▸ EXERCISE PROMPT
Restate the data below word for word, keeping each line intact.

▸ PROVIDED RECORDS
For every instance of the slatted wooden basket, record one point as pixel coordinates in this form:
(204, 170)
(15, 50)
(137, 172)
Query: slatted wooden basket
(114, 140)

▸ YOUR SOLUTION
For every instance of the slatted wooden basket, record one point as pixel coordinates in this form:
(204, 170)
(15, 50)
(137, 172)
Query: slatted wooden basket
(114, 140)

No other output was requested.